• EXERCISE PROMPT: In the records that follow, find each line containing "cushion" and copy it.

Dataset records
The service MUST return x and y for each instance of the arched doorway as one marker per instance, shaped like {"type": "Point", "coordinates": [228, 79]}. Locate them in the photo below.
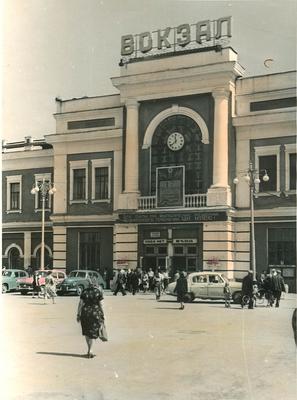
{"type": "Point", "coordinates": [14, 258]}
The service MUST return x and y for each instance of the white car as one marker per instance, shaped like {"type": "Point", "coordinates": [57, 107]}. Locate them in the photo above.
{"type": "Point", "coordinates": [208, 285]}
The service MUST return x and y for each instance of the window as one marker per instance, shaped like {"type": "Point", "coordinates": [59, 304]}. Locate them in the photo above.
{"type": "Point", "coordinates": [292, 172]}
{"type": "Point", "coordinates": [89, 250]}
{"type": "Point", "coordinates": [290, 157]}
{"type": "Point", "coordinates": [79, 181]}
{"type": "Point", "coordinates": [101, 176]}
{"type": "Point", "coordinates": [14, 194]}
{"type": "Point", "coordinates": [39, 178]}
{"type": "Point", "coordinates": [267, 158]}
{"type": "Point", "coordinates": [268, 164]}
{"type": "Point", "coordinates": [101, 183]}
{"type": "Point", "coordinates": [178, 250]}
{"type": "Point", "coordinates": [281, 246]}
{"type": "Point", "coordinates": [79, 184]}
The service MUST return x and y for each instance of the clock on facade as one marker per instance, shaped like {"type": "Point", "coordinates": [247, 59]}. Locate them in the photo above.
{"type": "Point", "coordinates": [175, 141]}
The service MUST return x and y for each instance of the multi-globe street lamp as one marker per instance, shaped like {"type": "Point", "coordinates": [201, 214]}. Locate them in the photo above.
{"type": "Point", "coordinates": [45, 188]}
{"type": "Point", "coordinates": [253, 178]}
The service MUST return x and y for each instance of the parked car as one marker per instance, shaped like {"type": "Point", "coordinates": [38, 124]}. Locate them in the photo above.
{"type": "Point", "coordinates": [208, 285]}
{"type": "Point", "coordinates": [11, 278]}
{"type": "Point", "coordinates": [78, 280]}
{"type": "Point", "coordinates": [26, 284]}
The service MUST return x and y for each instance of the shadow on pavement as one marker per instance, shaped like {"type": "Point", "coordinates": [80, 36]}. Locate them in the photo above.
{"type": "Point", "coordinates": [52, 353]}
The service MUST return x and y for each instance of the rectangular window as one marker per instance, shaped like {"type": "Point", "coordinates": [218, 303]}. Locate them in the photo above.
{"type": "Point", "coordinates": [101, 183]}
{"type": "Point", "coordinates": [15, 196]}
{"type": "Point", "coordinates": [101, 180]}
{"type": "Point", "coordinates": [269, 164]}
{"type": "Point", "coordinates": [39, 197]}
{"type": "Point", "coordinates": [292, 171]}
{"type": "Point", "coordinates": [45, 178]}
{"type": "Point", "coordinates": [79, 184]}
{"type": "Point", "coordinates": [281, 246]}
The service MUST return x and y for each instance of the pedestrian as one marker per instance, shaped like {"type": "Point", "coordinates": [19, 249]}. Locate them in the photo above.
{"type": "Point", "coordinates": [158, 283]}
{"type": "Point", "coordinates": [134, 282]}
{"type": "Point", "coordinates": [267, 285]}
{"type": "Point", "coordinates": [247, 289]}
{"type": "Point", "coordinates": [181, 289]}
{"type": "Point", "coordinates": [29, 270]}
{"type": "Point", "coordinates": [151, 279]}
{"type": "Point", "coordinates": [120, 283]}
{"type": "Point", "coordinates": [227, 295]}
{"type": "Point", "coordinates": [35, 285]}
{"type": "Point", "coordinates": [145, 282]}
{"type": "Point", "coordinates": [91, 315]}
{"type": "Point", "coordinates": [278, 285]}
{"type": "Point", "coordinates": [50, 287]}
{"type": "Point", "coordinates": [294, 325]}
{"type": "Point", "coordinates": [165, 279]}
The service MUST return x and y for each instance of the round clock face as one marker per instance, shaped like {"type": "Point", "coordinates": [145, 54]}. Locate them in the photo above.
{"type": "Point", "coordinates": [175, 141]}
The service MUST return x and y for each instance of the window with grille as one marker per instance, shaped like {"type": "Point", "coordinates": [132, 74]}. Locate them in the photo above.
{"type": "Point", "coordinates": [14, 193]}
{"type": "Point", "coordinates": [79, 184]}
{"type": "Point", "coordinates": [101, 183]}
{"type": "Point", "coordinates": [281, 246]}
{"type": "Point", "coordinates": [39, 196]}
{"type": "Point", "coordinates": [292, 171]}
{"type": "Point", "coordinates": [15, 196]}
{"type": "Point", "coordinates": [268, 163]}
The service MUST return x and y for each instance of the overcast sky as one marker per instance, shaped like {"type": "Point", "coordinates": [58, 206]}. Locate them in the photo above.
{"type": "Point", "coordinates": [71, 48]}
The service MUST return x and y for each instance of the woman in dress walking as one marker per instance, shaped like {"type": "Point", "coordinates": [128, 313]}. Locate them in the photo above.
{"type": "Point", "coordinates": [181, 289]}
{"type": "Point", "coordinates": [91, 316]}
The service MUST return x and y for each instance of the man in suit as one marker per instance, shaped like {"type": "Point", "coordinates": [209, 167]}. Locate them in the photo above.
{"type": "Point", "coordinates": [278, 285]}
{"type": "Point", "coordinates": [247, 288]}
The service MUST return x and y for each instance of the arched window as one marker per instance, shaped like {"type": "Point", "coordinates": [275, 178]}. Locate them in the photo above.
{"type": "Point", "coordinates": [48, 261]}
{"type": "Point", "coordinates": [14, 258]}
{"type": "Point", "coordinates": [189, 153]}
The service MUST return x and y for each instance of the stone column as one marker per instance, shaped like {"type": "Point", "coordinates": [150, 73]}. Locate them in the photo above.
{"type": "Point", "coordinates": [219, 194]}
{"type": "Point", "coordinates": [128, 199]}
{"type": "Point", "coordinates": [131, 158]}
{"type": "Point", "coordinates": [27, 249]}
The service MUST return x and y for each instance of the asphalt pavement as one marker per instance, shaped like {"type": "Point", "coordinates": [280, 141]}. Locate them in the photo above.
{"type": "Point", "coordinates": [155, 351]}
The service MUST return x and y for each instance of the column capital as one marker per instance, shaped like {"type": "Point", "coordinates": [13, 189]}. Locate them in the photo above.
{"type": "Point", "coordinates": [220, 93]}
{"type": "Point", "coordinates": [132, 103]}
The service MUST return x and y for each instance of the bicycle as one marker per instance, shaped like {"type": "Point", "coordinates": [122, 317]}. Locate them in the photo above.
{"type": "Point", "coordinates": [258, 298]}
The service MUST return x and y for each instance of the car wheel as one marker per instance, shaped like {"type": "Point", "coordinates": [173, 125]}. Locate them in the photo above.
{"type": "Point", "coordinates": [4, 288]}
{"type": "Point", "coordinates": [236, 297]}
{"type": "Point", "coordinates": [189, 297]}
{"type": "Point", "coordinates": [79, 290]}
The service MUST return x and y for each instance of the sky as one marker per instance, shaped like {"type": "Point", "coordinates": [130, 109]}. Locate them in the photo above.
{"type": "Point", "coordinates": [71, 48]}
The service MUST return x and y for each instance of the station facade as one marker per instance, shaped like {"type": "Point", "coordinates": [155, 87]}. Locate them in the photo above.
{"type": "Point", "coordinates": [144, 178]}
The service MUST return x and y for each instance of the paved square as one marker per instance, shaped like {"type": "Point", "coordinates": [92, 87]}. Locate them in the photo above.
{"type": "Point", "coordinates": [155, 351]}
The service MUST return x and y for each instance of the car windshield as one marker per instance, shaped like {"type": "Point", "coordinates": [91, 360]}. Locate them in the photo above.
{"type": "Point", "coordinates": [79, 274]}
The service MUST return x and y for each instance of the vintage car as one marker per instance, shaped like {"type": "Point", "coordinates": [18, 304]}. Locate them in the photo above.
{"type": "Point", "coordinates": [11, 279]}
{"type": "Point", "coordinates": [208, 285]}
{"type": "Point", "coordinates": [26, 284]}
{"type": "Point", "coordinates": [78, 280]}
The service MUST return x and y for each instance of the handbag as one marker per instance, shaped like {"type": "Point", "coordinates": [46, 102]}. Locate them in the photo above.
{"type": "Point", "coordinates": [103, 332]}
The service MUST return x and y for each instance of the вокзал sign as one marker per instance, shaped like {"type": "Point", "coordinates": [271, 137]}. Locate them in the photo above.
{"type": "Point", "coordinates": [202, 34]}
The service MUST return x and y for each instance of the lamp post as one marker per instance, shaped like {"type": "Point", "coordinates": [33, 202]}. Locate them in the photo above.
{"type": "Point", "coordinates": [45, 188]}
{"type": "Point", "coordinates": [253, 178]}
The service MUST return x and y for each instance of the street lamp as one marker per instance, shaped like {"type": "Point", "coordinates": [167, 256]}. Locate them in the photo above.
{"type": "Point", "coordinates": [253, 178]}
{"type": "Point", "coordinates": [45, 188]}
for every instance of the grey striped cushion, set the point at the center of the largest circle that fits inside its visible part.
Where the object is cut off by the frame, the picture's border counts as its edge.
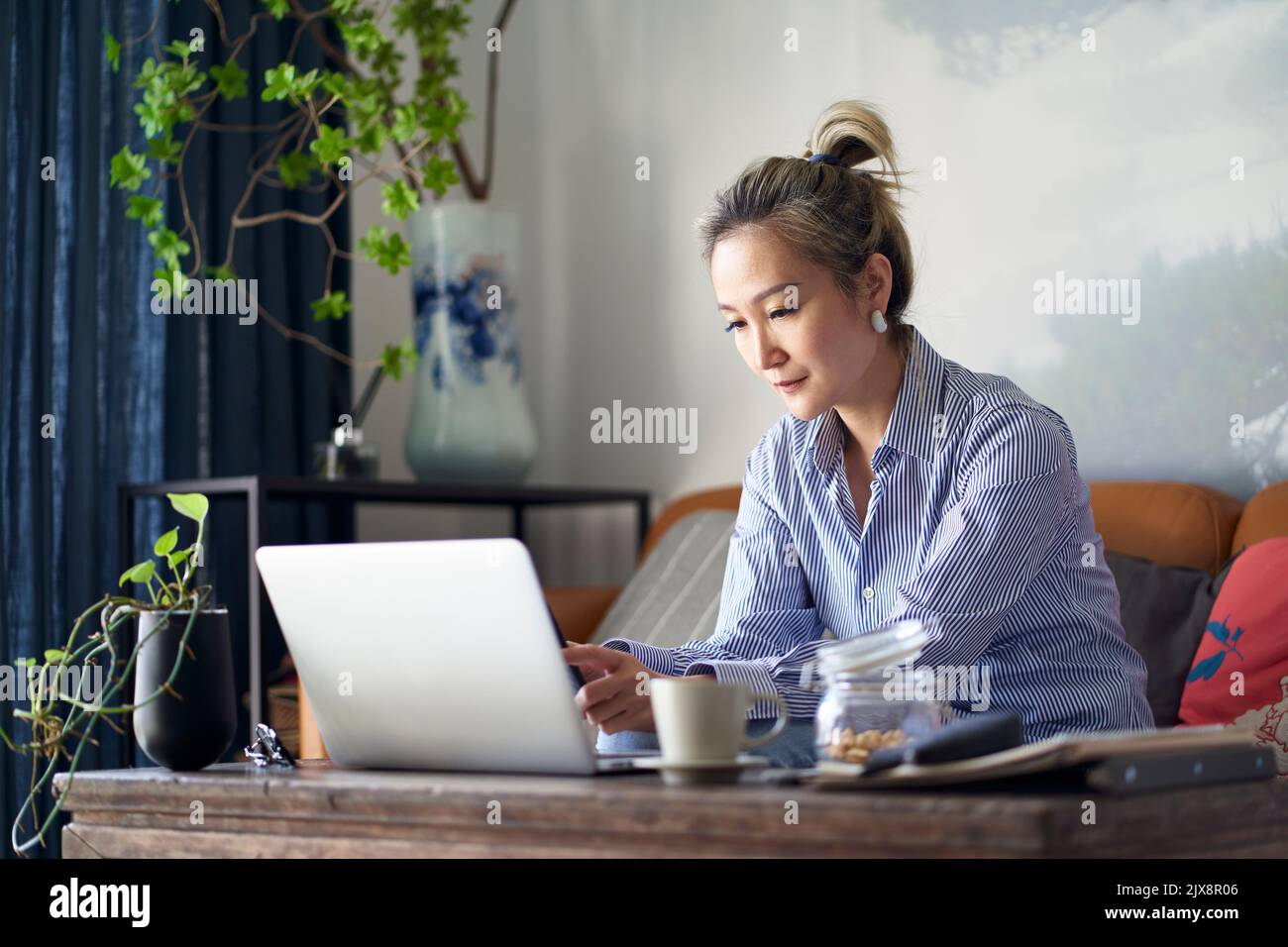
(674, 596)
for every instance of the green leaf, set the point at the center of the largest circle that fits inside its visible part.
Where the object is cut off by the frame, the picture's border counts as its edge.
(167, 247)
(192, 505)
(394, 359)
(166, 543)
(331, 145)
(333, 305)
(149, 210)
(389, 250)
(438, 174)
(163, 149)
(294, 169)
(140, 574)
(283, 82)
(114, 51)
(129, 170)
(399, 200)
(230, 80)
(404, 124)
(279, 81)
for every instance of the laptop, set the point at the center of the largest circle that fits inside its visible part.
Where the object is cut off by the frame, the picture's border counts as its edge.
(433, 655)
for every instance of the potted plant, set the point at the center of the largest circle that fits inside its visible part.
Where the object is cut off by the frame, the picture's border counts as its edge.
(347, 124)
(183, 706)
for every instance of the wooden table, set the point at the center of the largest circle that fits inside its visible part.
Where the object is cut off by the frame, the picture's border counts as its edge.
(322, 810)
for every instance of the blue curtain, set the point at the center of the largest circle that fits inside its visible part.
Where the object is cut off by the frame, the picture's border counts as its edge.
(94, 388)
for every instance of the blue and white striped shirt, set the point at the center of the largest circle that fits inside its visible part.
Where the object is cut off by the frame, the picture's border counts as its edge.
(978, 519)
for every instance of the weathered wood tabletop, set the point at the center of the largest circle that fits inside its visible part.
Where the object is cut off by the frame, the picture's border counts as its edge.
(326, 812)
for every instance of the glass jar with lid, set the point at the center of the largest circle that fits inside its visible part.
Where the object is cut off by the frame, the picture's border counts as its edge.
(871, 698)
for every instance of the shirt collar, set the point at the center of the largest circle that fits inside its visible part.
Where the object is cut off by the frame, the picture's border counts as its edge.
(912, 423)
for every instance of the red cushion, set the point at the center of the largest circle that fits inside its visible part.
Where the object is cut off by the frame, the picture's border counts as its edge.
(1240, 669)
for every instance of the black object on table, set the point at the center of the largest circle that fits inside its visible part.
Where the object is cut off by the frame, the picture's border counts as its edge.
(259, 489)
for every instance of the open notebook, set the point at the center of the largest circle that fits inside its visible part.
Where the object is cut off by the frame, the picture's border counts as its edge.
(1175, 757)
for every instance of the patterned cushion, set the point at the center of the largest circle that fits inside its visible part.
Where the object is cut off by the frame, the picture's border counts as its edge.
(1240, 671)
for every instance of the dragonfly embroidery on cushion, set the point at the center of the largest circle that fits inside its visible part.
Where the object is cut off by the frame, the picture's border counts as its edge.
(1229, 641)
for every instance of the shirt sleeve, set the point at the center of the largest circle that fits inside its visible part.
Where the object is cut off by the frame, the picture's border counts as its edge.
(1005, 525)
(767, 628)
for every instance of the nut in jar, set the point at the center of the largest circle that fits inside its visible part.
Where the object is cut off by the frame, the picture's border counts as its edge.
(849, 746)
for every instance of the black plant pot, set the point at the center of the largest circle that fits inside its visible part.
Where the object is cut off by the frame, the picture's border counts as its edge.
(192, 732)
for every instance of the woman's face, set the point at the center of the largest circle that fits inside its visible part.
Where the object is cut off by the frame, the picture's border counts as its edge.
(825, 339)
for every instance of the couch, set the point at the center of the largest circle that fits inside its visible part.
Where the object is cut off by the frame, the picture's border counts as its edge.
(1170, 523)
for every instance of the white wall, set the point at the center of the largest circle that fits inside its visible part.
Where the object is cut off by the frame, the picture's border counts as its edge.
(1113, 162)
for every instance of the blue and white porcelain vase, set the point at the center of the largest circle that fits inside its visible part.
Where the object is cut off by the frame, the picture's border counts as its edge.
(469, 418)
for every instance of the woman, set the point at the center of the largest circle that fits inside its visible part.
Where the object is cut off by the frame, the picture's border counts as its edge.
(900, 486)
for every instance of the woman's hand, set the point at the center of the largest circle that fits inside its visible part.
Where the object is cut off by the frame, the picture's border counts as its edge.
(616, 694)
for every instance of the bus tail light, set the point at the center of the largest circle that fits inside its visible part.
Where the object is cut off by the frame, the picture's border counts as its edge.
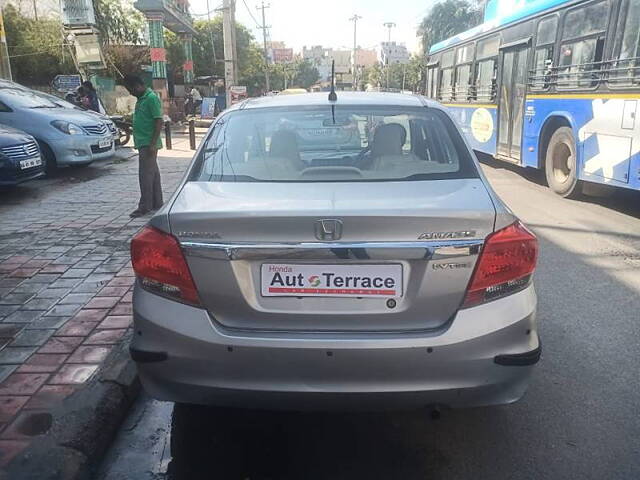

• ANSWER AREA:
for every instance of the grey striped cushion, set the point at the center of the largest circle that fits inside its visible part.
for every instance of the red cushion, set the point at the center of the largest circle that fits inside its visible part.
for every instance of the patterned cushion, set the point at the center of the largest circle that fits inside its visible part.
for every instance of the dragonfly embroidery on cushion, set the point at the center of the largest circle that fits inside its visible part.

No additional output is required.